— start Extracted material —

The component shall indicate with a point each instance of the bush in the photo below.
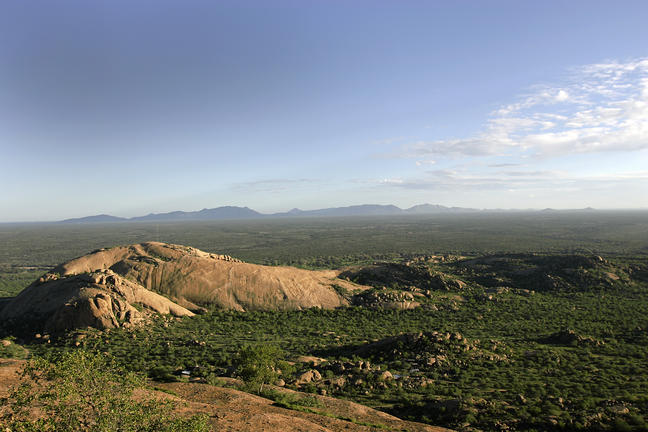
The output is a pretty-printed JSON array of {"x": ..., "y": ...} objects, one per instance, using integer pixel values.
[{"x": 85, "y": 392}]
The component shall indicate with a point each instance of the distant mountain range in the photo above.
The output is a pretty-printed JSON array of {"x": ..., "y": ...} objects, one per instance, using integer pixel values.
[{"x": 231, "y": 212}]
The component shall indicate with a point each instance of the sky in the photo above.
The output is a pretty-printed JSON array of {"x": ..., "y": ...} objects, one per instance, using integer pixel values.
[{"x": 128, "y": 107}]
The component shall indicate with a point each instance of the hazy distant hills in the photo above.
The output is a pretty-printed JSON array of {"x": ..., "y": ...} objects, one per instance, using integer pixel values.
[{"x": 232, "y": 212}]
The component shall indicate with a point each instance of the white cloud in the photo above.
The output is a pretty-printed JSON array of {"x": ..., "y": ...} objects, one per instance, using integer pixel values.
[{"x": 602, "y": 107}]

— end Extracted material —

__Written task__:
Reproduce the material above, switching every instance of "integer pixel values" to "whole-number pixel values" and keeping all other text unchanged. Leave the pictures out.

__Result of this exercise__:
The component shall indicate with a point each instance of the bush in the photo below.
The output is a pretty-printed JSON array of {"x": ..., "y": ...} objects, one per instance, using whole-number pixel values.
[{"x": 85, "y": 392}]
The component shall indicate with a point each instance of the distant mountain range in the photo above.
The output is a pretty-printed JSON array of {"x": ..., "y": ...} objects, one per instance, using whole-number pixel values.
[{"x": 231, "y": 212}]
The component shall indicate with a point each instance of the sky in the photo above.
The output is a pretty-printed JSON array of {"x": ..., "y": ...} objects, one per instance, using whole-number pixel values.
[{"x": 128, "y": 107}]
The component shall indicate with a point each instance of the hazy distant hills in the photo above.
The output is a pretty-printed JSON array of {"x": ..., "y": ...} objects, one per instance, using whole-number pixel values.
[{"x": 232, "y": 212}]
The component shall indicate with a point each instance of the white cloud in the photo above.
The output is a pretty-printed JSON array of {"x": ..., "y": ...} objects, one per instance, using whole-number pixel values.
[{"x": 602, "y": 107}]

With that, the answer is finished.